- EXERCISE TASK -
Count the lines in the records below that contain the string "boardwalk" and reply with only that number.

··· WORKING DATA ···

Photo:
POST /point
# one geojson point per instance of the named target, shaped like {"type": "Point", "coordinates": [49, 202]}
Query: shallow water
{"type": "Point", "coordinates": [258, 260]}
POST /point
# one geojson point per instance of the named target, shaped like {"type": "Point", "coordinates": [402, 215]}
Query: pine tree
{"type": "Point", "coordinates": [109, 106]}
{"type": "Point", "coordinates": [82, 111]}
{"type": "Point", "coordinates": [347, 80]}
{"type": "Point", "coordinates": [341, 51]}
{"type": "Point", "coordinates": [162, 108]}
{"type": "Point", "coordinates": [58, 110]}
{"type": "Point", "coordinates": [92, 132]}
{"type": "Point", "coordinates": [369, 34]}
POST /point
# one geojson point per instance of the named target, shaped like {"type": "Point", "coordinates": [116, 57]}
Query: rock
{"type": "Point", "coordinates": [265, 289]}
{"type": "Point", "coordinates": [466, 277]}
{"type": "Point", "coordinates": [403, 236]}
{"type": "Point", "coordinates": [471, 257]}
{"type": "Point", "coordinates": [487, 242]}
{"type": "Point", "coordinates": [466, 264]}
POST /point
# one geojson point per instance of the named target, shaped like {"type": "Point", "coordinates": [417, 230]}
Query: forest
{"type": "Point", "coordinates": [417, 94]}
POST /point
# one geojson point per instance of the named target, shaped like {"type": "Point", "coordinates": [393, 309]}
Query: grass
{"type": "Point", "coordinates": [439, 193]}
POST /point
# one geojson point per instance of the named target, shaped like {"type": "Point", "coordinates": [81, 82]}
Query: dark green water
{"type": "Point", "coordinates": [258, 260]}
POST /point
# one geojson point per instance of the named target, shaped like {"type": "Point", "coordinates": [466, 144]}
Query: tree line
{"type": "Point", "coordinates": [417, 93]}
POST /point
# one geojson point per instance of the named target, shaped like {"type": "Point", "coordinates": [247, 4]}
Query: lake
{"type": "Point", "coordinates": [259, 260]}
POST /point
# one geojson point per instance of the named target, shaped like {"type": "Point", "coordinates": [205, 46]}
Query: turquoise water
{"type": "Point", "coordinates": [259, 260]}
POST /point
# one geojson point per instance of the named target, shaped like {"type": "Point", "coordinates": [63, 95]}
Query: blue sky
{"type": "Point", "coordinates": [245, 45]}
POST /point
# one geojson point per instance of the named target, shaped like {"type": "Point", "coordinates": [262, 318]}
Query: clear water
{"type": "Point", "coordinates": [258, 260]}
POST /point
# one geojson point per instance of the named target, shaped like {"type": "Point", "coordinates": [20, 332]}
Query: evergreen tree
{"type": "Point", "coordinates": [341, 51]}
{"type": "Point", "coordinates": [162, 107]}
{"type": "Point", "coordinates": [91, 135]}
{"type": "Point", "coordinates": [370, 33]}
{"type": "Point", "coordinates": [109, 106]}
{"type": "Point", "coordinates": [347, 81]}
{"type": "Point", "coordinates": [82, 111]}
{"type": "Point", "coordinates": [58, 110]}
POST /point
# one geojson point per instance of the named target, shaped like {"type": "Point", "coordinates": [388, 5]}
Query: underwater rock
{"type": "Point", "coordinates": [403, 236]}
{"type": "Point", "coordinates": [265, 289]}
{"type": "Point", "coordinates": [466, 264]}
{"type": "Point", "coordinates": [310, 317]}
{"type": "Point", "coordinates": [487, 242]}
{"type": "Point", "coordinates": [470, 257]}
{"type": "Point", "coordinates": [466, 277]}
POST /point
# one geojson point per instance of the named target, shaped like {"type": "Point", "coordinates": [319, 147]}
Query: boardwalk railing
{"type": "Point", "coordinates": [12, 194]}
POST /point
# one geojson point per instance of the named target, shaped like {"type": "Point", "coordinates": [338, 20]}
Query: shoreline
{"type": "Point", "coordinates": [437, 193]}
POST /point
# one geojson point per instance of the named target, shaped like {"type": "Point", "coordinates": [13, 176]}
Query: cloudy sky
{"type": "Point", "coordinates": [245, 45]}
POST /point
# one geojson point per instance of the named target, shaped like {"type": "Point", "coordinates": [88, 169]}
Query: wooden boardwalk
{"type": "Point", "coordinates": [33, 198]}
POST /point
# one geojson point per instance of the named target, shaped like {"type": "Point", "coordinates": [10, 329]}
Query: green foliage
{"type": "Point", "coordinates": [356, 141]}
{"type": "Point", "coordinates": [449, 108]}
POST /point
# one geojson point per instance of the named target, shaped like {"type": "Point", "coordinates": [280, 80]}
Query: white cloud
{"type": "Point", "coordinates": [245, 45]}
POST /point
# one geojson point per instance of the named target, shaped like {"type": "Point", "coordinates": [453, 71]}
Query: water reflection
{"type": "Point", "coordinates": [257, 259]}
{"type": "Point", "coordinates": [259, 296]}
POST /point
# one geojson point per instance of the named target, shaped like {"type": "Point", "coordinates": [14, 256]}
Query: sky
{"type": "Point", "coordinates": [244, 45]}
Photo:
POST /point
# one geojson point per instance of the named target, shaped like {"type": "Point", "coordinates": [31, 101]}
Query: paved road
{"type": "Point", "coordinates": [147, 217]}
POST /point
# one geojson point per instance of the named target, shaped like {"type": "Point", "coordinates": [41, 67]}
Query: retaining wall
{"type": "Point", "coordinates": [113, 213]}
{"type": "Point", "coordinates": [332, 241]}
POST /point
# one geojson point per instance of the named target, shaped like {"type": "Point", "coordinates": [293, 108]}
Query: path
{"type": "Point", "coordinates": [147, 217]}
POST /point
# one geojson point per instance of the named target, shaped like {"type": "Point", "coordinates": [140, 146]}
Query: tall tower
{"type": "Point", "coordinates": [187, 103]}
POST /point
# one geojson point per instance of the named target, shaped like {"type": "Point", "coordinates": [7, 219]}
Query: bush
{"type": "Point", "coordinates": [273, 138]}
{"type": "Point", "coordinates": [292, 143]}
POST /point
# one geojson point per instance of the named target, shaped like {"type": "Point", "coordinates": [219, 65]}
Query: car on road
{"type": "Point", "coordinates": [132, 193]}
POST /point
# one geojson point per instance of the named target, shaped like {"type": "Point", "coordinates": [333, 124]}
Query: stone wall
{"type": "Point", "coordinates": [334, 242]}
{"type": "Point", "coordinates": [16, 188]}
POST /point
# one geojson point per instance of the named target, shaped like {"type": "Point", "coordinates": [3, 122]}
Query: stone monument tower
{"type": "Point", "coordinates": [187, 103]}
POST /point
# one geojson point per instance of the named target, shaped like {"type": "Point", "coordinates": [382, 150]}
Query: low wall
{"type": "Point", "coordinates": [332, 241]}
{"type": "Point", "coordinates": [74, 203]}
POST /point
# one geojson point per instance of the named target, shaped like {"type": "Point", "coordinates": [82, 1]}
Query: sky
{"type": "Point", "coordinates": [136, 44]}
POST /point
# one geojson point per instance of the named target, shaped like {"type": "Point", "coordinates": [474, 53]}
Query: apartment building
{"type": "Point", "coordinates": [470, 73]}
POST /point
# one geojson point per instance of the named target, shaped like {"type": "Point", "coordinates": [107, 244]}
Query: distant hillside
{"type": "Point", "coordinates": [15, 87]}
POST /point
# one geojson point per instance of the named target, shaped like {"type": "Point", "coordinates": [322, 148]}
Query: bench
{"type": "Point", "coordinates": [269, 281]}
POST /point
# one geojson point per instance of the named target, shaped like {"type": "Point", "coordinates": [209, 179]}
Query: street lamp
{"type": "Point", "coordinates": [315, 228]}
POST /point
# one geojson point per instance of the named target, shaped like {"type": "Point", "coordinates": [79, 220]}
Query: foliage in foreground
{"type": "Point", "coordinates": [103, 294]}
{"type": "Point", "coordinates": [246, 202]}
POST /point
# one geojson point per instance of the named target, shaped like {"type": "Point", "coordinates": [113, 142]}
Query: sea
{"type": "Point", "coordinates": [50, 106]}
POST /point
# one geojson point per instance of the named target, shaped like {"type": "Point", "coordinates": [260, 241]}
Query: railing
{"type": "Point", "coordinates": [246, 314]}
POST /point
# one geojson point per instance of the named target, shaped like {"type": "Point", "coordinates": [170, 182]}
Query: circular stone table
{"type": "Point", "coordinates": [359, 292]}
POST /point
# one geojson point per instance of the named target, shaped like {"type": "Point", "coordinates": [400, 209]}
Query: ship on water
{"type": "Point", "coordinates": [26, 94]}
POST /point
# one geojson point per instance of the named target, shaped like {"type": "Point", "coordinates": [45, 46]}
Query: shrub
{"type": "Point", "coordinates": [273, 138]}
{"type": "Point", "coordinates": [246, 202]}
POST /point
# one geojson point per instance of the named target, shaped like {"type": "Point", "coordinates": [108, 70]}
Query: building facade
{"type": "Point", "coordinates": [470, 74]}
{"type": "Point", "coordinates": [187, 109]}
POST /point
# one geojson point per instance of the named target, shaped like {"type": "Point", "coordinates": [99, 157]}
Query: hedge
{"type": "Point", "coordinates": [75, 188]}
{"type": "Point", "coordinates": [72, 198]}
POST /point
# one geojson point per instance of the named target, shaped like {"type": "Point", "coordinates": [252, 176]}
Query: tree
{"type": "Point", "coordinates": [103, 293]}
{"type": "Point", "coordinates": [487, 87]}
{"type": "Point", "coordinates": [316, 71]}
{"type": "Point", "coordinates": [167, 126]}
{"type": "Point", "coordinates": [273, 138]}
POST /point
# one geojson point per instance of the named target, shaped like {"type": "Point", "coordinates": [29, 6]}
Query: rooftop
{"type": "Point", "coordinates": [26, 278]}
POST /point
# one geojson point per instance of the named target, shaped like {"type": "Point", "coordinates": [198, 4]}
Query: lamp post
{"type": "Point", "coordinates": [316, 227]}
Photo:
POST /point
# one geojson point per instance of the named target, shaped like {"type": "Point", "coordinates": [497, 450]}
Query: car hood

···

- FINISHED EXERCISE -
2